Data for the task

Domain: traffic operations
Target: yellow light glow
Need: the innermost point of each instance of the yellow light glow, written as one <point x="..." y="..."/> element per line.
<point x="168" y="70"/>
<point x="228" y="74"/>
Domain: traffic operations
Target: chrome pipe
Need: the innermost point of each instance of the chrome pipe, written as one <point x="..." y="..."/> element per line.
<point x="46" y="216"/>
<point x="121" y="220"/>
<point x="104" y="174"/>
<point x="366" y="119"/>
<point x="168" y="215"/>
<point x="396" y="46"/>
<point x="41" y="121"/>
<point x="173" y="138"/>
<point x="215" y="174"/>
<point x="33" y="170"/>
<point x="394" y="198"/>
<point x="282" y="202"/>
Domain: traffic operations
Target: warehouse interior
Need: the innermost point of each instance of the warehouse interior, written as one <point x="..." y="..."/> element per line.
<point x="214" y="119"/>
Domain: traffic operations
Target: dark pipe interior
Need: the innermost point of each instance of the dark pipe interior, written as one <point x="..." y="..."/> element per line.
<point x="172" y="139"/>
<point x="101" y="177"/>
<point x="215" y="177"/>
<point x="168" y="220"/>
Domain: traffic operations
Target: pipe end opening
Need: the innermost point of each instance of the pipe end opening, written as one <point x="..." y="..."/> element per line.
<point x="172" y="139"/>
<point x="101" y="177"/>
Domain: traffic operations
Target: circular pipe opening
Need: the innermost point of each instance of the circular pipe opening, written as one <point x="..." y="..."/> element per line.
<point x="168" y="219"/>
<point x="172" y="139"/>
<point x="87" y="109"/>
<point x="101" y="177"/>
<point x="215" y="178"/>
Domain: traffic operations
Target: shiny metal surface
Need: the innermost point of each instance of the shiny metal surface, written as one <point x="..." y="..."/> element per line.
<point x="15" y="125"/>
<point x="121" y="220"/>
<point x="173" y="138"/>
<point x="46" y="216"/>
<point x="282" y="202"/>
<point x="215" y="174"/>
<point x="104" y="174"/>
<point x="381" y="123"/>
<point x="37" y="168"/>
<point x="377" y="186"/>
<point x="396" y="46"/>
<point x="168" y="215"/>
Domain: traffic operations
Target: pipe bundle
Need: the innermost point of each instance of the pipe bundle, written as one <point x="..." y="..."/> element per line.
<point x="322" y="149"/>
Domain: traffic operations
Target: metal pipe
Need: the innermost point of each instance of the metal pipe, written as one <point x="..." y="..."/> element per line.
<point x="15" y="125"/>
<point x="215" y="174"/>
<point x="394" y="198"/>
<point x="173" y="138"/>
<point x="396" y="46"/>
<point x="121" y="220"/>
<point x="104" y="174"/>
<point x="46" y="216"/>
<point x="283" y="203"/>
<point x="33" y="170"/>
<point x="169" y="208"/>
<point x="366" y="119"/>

Required task
Produce an exact copy of every entry above.

In response
Domain: traffic operations
Target: yellow light glow
Need: the innermost point of each instance of the yellow light glow, written as one <point x="..." y="..."/> element per line.
<point x="168" y="70"/>
<point x="228" y="74"/>
Domain: traffic operations
Target: chrome pipe
Need: the innermost point of each instance of the chrome pipe, written as one <point x="..." y="..."/> element per line.
<point x="46" y="216"/>
<point x="121" y="220"/>
<point x="104" y="174"/>
<point x="366" y="119"/>
<point x="168" y="215"/>
<point x="396" y="46"/>
<point x="41" y="121"/>
<point x="173" y="138"/>
<point x="215" y="174"/>
<point x="33" y="170"/>
<point x="394" y="198"/>
<point x="282" y="202"/>
Domain: traffic operations
Target: warehouse interior
Need: the innermost point of each instance of the warehouse interior, written as one <point x="..." y="..."/> element per line.
<point x="214" y="119"/>
Domain: traffic operations
Target: dark pipe interior
Need: the innermost point of each instance of the dark pipe interior, written as one <point x="..." y="..."/> element per line.
<point x="172" y="139"/>
<point x="101" y="177"/>
<point x="215" y="177"/>
<point x="168" y="220"/>
Domain: traffic operations
Target: pipe end opening
Need: the innermost point of each instance of the pipe end opening, written as one <point x="..." y="..."/> element per line.
<point x="172" y="139"/>
<point x="101" y="177"/>
Domain: traffic operations
Target: circular pipe opening
Need: the innermost point of each instance of the circular pipe opening, written as one <point x="..." y="..."/> element per line.
<point x="168" y="219"/>
<point x="172" y="139"/>
<point x="87" y="109"/>
<point x="101" y="177"/>
<point x="215" y="178"/>
Domain: traffic operations
Target: shiny metal surface
Need: the innermost point of each instance of the shiny metal surface, written as one <point x="..." y="..."/> element per line.
<point x="15" y="125"/>
<point x="121" y="220"/>
<point x="173" y="138"/>
<point x="46" y="216"/>
<point x="282" y="202"/>
<point x="215" y="174"/>
<point x="104" y="174"/>
<point x="381" y="123"/>
<point x="37" y="168"/>
<point x="377" y="186"/>
<point x="396" y="46"/>
<point x="168" y="215"/>
Domain: traffic operations
Target: pipe bundle
Need: the innermost point of each instance of the pipe bundle, written as one <point x="..." y="..."/> element per line.
<point x="322" y="149"/>
Domain: traffic operations
Target: metal pipe
Need: the innermost point of each instance of the metal pipe, written as one <point x="..." y="..."/> element per line.
<point x="15" y="125"/>
<point x="215" y="174"/>
<point x="394" y="198"/>
<point x="173" y="138"/>
<point x="396" y="46"/>
<point x="121" y="220"/>
<point x="104" y="174"/>
<point x="46" y="216"/>
<point x="283" y="203"/>
<point x="33" y="170"/>
<point x="169" y="208"/>
<point x="366" y="119"/>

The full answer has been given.